■ Passage:
+++++

Newly appointed Bahamas National Commission on Marijuana Co-chair Bishop Simeon Hall said yesterday the committee will first approach members of the clergy to gauge their views as part of its national overview on the issue of marijuana.

Twenty-five individuals, including Hall, were appointed to the commission on Wednesday, though it remains to be seen how many will accept the appointments.

Former Deputy Commissioner of Police Quinn McCartney is also expected to co-chair the commission.

According to Hall, the commission will seek the input of a wide cross section of the public and is considering traveling to the Family Islands to hold meetings.

“One of the first steps Mr. McCartney and I considered is we need dialogue and education,” Hall told The Nassau Guardian.

“We are going to underscore and invite dialogue from all sectors of society and then the people need to be educated on it.

“The term marijuana is rather pejorative.

“People hear it and immediately they think all kinds of things.

“That’s why the technical name cannabis is a better word.

“But off the top, he and I met and we are setting an agenda with the members.

“We hope to meet with them in a couple of days and then we hope to meet particularly with the target group [which] is the clergy persons.

+++++

■ Provided data:
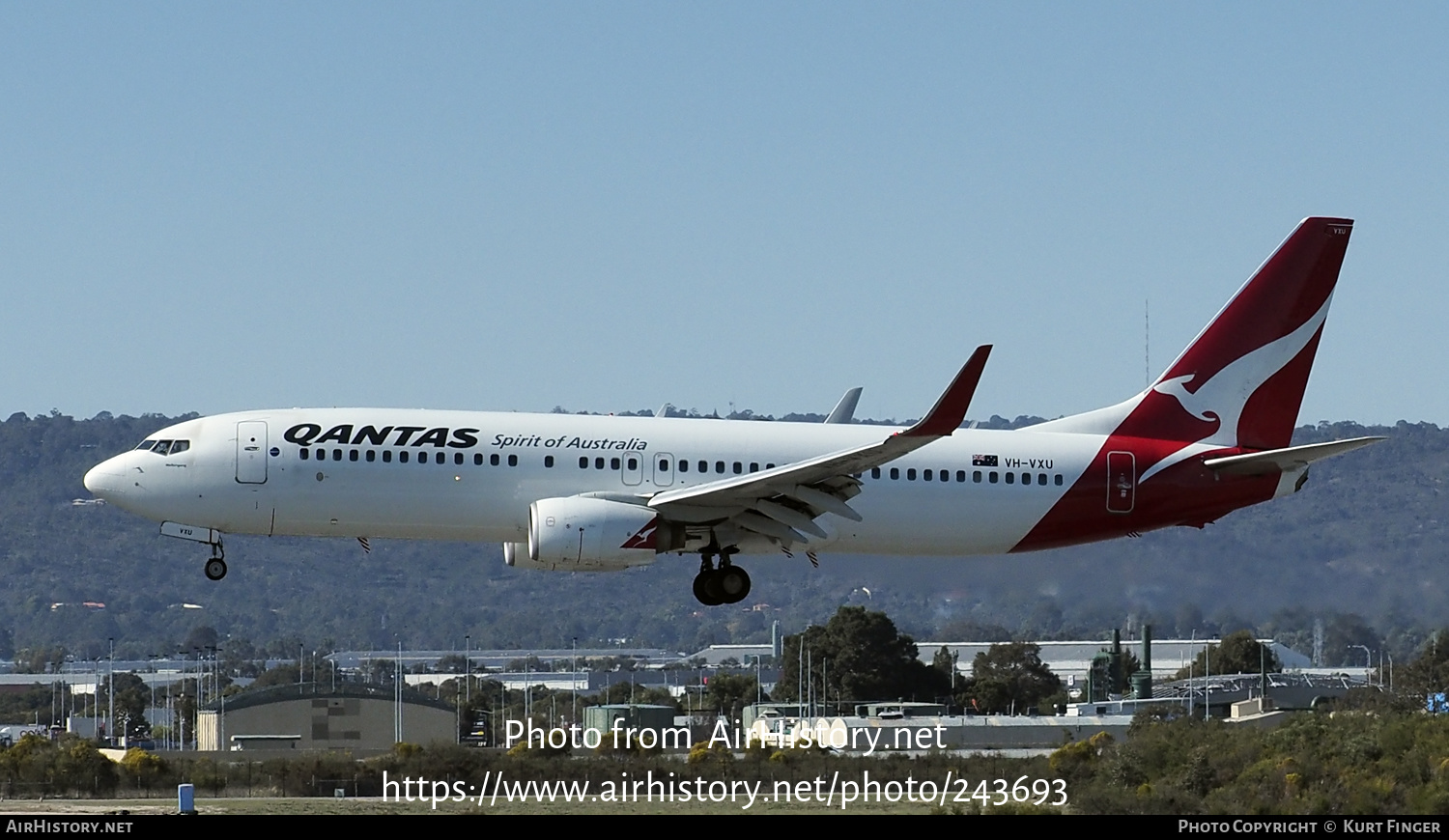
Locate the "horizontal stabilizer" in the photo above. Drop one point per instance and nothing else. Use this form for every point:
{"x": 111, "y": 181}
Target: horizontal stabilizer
{"x": 1284, "y": 460}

+++++

■ Tasks to perform:
1. In the article on the Bahamas National Commission on Marijuana, who is expected to co-chair the commission alongside Bishop Simeon Hall?
2. Continue the article on the Bahamas National Commission on Marijuana from its final sentence.

■ Results of the tasks:
1. Former Deputy Commissioner of Police Quinn McCartney.

2.
“We are going to call a meeting with clergy persons to get their feelings and hear [them].

“We are inviting discussions, and I think when you look at the commission members the government has given us, you see a wide range of persons on the list.”

Prime Minister Dr. Hubert Minnis announced just over two months ago that Cabinet had approved the makeup of a committee that will examine the issue of marijuana in The Bahamas and make recommendations to the government.

Its recommendations will then be tabled and discussed in Parliament

The commission is expected to take approximately three to four months to travel and do a national overview on the issue.

Hall could not commit to an exact timeframe for the commission to complete its report.

The issue of whether marijuana ought to be decriminalized in the region was on CARICOM’s agenda.

The Regional Commission on Marijuana, which presented its report to CARICOM on the social, economic, health and legal issues surrounding marijuana in the region, put forward the view that, in a regulated framework, marijuana should be treated similarly to tobacco and alcohol.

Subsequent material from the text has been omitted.